A MÃE DE UM RIO: UM LOGOS FEMININO

Tatiana Alves Soares (UNESA/UniverCidade)

 

Agustina Bessa-Luís, considerada um dos expoentes da literatura portuguesa contemporânea, apresenta em sua produção literária um redimensionamento dos cânones instituídos, numa revisão de valores que inclui uma renovação lingüística.

A mãe de um rio conta a história de Fisalina, jovem criada em uma aldeia que parece ter parado no tempo. Dotada de uma inquietação e irreverência que a fazem destoar dos demais habitantes do lugar, Fisalina recorre ao auxílio da entidade conhecida como Mãe do Rio, na tentativa de escapar das rígidas regras que a impedem, inclusive, de se unir a alguém de fora da aldeia. Após um mergulho nas grutas, conduzida pela Mãe, ela acaba por ter seus dedos metamorfoseados em ouro, marca característica da entidade. Apesar dos esforços para esconder a prova de sua transgressão, a jovem tem seu segredo descoberto durante uma festa religiosa. Para fugir da cidade, onde todos tentam apedrejá-la, Fisalina isola-se nas montanhas, condenada a errar eternamente, até que alguém com ela troque de lugar.

A trajetória de Fisalina, que pode ser analisada à luz de interpretações antropológicas e psicanalíticas, simboliza a jornada do ser rumo à individuação. A narrativa realiza ainda uma reflexão sobre o papel da mulher na sociedade. Algumas imagens, como a da mãe, a da água e da alma, constituem elementos recorrentes no texto, e a polissemia de tais termos torna-se ainda mais expressiva por serem eles palavras-chave da obra. Desse modo, o presente estudo enfoca a relação significante/significado trabalhada por Bessa-Luís como eixo estruturador da narrativa em questão.

O primeiro aspecto a ser considerado diz respeito à personagem-título: A Mãe do rio. Tal personagem, que se aproxima do arquétipo da Grande Mãe, permite que o processo de autoconhecimento vivenciado por Fisalina se dê por meio de uma identificação com a representação da divindade pagã. Além disso, o fato de evocar lembranças referentes a eras matriciais enfatiza a não-adequação da personagem aos limites impostos pela rígida cultura patriarcal. A mãe de um rio trabalha, em um nível simbólico, imagens coletivas (arquétipos) e que remetem ao mesmo tempo a doutrinas religiosas (paganismo e cristianismo) e a narrativas lendárias (a história da Mãe do rio, criatura mágica).

- **Dados fornecidos**
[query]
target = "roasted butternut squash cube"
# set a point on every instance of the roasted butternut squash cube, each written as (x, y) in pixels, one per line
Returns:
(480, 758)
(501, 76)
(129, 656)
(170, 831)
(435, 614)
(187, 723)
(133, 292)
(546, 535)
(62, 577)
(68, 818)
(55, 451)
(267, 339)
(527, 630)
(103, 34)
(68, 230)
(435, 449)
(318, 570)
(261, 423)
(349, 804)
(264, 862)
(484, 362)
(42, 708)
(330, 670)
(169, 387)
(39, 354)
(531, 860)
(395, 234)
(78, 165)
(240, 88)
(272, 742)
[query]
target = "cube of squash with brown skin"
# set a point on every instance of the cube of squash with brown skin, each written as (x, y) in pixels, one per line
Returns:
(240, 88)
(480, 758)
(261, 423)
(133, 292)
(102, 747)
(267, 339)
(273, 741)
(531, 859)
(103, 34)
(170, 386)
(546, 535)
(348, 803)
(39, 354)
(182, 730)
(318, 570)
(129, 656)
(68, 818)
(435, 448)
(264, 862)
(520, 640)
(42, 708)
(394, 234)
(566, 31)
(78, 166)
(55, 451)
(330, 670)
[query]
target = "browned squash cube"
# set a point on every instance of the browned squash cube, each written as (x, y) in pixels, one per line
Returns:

- **Enunciado 1**
Transcreva, do trecho sobre A mãe de um rio, o segmento que vai de "A MÃE DE UM RIO: UM" até "uma renovação lingüística.".
- **Enunciado 2**
Filtre os registros e copie cada linha em que apareça a palavra "cube".

- **Resposta 1**
A MÃE DE UM RIO: UM LOGOS FEMININO

Tatiana Alves Soares (UNESA/UniverCidade)

 

Agustina Bessa-Luís, considerada um dos expoentes da literatura portuguesa contemporânea, apresenta em sua produção literária um redimensionamento dos cânones instituídos, numa revisão de valores que inclui uma renovação lingüística.

- **Resposta 2**
target = "roasted butternut squash cube"
# set a point on every instance of the roasted butternut squash cube, each written as (x, y) in pixels, one per line
target = "cube of squash with brown skin"
# set a point on every instance of the cube of squash with brown skin, each written as (x, y) in pixels, one per line
target = "browned squash cube"
# set a point on every instance of the browned squash cube, each written as (x, y) in pixels, one per line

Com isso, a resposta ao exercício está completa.